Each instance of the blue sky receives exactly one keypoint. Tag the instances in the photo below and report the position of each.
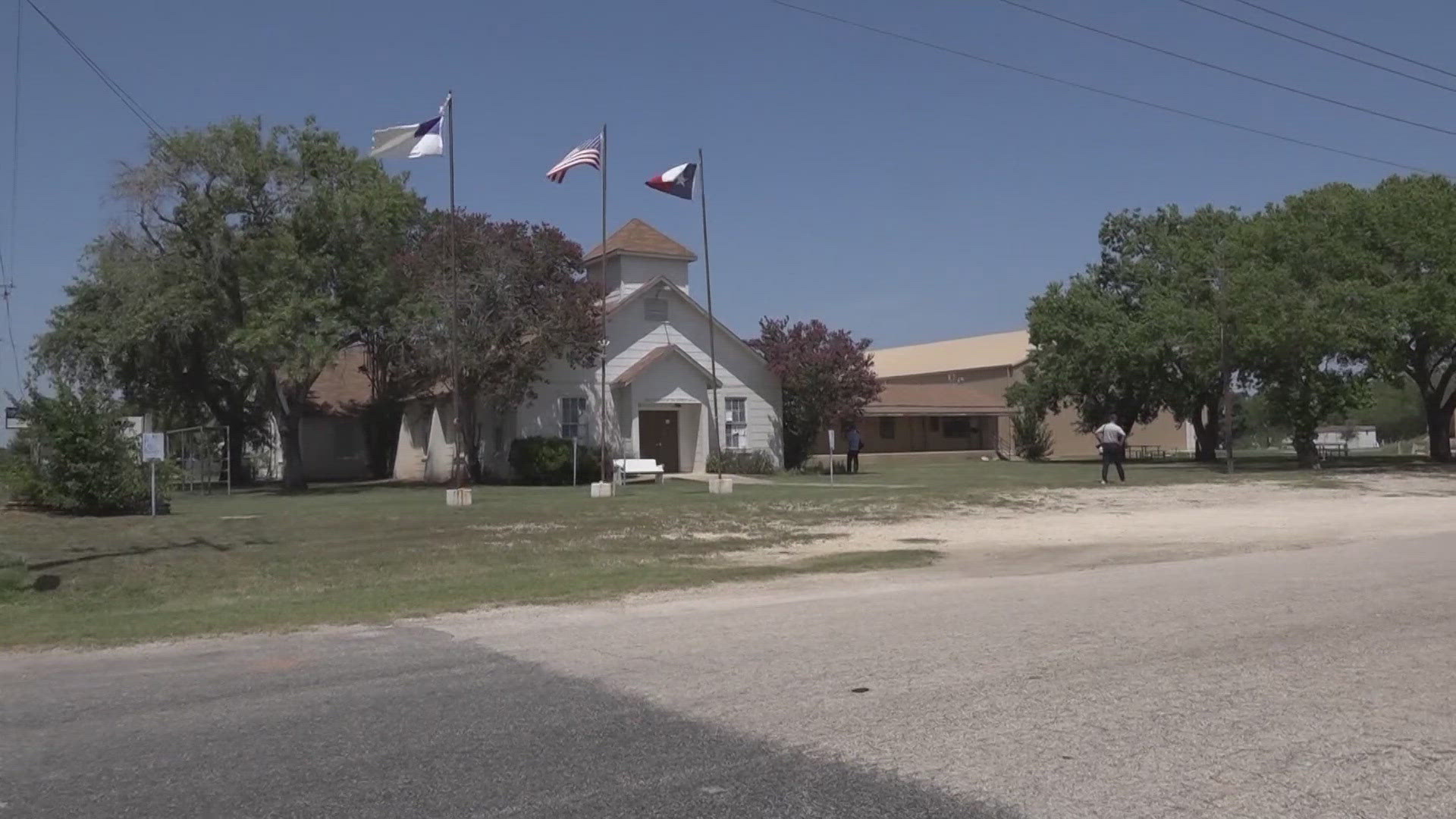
(897, 191)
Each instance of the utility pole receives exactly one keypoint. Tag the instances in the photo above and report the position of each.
(1226, 366)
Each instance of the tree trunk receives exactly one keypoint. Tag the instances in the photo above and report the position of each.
(1305, 449)
(381, 423)
(1439, 428)
(289, 439)
(237, 457)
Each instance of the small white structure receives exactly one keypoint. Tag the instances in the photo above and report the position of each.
(638, 466)
(658, 403)
(1351, 436)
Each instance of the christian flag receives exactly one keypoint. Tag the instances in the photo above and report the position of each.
(677, 181)
(410, 142)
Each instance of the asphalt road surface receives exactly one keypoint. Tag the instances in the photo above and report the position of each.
(1316, 682)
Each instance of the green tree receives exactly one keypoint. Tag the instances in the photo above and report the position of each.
(76, 453)
(827, 376)
(243, 253)
(1397, 411)
(525, 302)
(1138, 333)
(1410, 231)
(1301, 318)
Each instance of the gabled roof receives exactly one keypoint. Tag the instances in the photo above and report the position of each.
(641, 240)
(343, 388)
(619, 302)
(995, 350)
(657, 354)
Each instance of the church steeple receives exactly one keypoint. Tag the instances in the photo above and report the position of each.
(638, 254)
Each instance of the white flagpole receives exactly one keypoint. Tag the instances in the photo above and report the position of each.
(456, 466)
(712, 327)
(603, 400)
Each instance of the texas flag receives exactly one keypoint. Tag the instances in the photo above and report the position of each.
(679, 181)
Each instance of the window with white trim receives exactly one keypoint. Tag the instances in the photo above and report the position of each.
(574, 419)
(736, 423)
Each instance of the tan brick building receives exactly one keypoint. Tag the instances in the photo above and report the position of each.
(951, 395)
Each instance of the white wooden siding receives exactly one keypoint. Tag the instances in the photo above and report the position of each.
(669, 382)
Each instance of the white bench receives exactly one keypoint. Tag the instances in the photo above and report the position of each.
(635, 466)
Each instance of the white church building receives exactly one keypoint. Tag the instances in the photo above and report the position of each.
(658, 400)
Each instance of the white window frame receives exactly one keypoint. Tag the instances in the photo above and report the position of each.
(574, 423)
(736, 423)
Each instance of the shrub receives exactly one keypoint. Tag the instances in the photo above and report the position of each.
(14, 576)
(546, 461)
(817, 466)
(1031, 435)
(77, 455)
(743, 463)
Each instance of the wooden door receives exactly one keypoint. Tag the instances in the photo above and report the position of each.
(658, 433)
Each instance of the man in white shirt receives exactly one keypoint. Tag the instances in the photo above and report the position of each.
(1110, 442)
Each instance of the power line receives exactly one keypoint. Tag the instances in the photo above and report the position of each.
(1094, 89)
(9, 330)
(1296, 20)
(15, 145)
(1327, 50)
(1216, 67)
(158, 129)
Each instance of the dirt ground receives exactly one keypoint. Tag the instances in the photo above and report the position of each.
(1068, 529)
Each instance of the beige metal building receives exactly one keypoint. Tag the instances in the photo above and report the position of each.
(951, 395)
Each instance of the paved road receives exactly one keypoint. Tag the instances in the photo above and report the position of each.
(1296, 684)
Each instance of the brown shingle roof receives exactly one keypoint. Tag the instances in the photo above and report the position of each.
(935, 400)
(654, 356)
(341, 388)
(641, 238)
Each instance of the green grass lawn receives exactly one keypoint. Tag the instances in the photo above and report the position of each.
(367, 553)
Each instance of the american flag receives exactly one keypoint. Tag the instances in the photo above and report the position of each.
(585, 153)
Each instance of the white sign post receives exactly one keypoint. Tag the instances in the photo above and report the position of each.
(832, 457)
(153, 449)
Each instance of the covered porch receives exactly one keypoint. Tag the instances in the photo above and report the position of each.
(930, 417)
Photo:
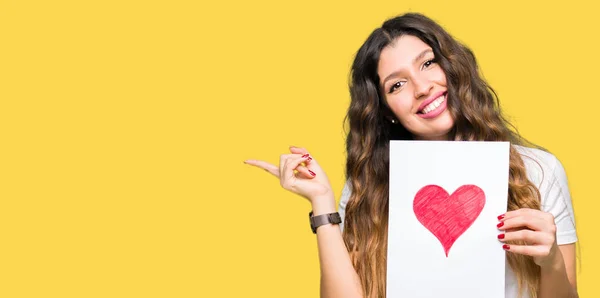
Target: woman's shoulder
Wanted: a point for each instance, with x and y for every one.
(540, 165)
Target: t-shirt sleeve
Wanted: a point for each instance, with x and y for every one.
(556, 199)
(343, 201)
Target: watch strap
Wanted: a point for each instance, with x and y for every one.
(323, 219)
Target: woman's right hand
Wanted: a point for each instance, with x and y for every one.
(299, 173)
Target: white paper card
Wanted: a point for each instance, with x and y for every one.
(445, 197)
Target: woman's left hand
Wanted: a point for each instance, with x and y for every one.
(534, 227)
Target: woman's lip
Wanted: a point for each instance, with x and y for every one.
(436, 112)
(430, 100)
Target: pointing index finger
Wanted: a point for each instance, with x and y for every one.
(274, 170)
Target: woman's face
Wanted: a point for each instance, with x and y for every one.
(414, 87)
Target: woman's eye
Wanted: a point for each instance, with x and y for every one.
(428, 63)
(396, 86)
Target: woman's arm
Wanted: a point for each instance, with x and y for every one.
(338, 277)
(559, 278)
(301, 174)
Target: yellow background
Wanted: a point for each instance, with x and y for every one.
(124, 124)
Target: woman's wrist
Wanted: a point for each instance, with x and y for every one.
(323, 205)
(557, 263)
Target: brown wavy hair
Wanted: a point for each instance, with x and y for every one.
(475, 109)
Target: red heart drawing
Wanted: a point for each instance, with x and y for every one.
(448, 216)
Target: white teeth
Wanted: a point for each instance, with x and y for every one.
(433, 105)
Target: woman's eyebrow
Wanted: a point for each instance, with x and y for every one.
(415, 60)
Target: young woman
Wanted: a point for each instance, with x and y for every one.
(411, 80)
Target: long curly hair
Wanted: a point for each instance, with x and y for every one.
(475, 109)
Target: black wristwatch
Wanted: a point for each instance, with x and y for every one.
(323, 219)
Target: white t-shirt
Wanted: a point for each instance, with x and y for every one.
(546, 172)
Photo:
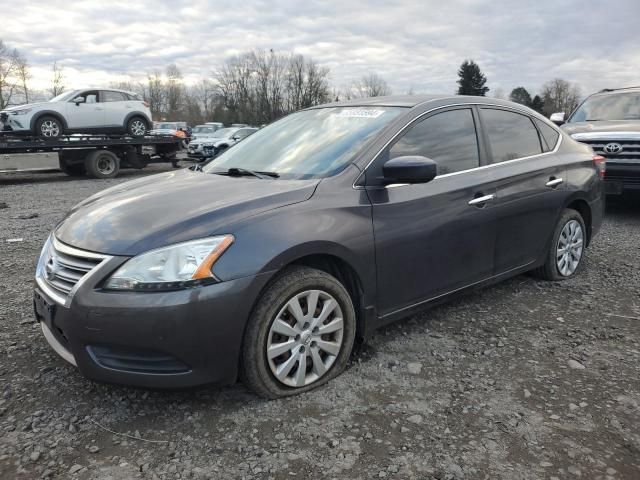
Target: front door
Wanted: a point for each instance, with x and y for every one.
(433, 238)
(116, 107)
(530, 185)
(86, 115)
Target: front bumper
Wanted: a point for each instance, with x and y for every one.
(157, 340)
(14, 123)
(621, 177)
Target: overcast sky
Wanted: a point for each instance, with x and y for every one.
(414, 45)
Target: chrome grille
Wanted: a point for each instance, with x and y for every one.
(630, 149)
(62, 267)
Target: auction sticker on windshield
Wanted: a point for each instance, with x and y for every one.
(359, 113)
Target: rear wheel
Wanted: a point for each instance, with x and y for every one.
(48, 127)
(300, 334)
(71, 169)
(137, 127)
(567, 247)
(102, 164)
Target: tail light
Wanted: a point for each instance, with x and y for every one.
(601, 164)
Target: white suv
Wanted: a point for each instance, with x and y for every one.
(80, 111)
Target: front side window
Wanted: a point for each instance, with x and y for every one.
(90, 96)
(448, 138)
(109, 96)
(511, 135)
(313, 143)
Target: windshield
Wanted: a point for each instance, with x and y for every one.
(616, 106)
(63, 96)
(203, 130)
(309, 144)
(225, 132)
(167, 126)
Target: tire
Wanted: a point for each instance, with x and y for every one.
(571, 228)
(137, 127)
(102, 164)
(48, 126)
(298, 285)
(72, 169)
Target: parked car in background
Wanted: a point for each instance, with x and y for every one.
(80, 111)
(213, 145)
(267, 263)
(215, 125)
(609, 121)
(202, 130)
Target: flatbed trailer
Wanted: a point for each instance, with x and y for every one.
(96, 156)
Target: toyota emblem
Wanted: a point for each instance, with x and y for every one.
(612, 148)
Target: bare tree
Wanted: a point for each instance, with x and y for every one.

WHAT YOU HAVE TO DO :: Going through the records above, count the lines that hold "hand" and answer with the count alone.

SOLUTION TO THIS EXERCISE :: 2